WHAT IS BEING ASKED: Reproduce every line of the records below verbatim, changing nothing.

Dataset records:
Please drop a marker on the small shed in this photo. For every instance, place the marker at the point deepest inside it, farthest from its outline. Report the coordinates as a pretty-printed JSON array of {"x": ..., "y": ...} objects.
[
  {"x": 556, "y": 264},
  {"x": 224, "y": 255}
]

FULL OUTPUT:
Please drop a marker on the small shed in this photo. For every instance, place the marker at the point deepest inside it, farthest from its outline. Report the coordinates as a pretty-printed JSON array of {"x": ..., "y": ...} objects.
[
  {"x": 556, "y": 264},
  {"x": 224, "y": 255}
]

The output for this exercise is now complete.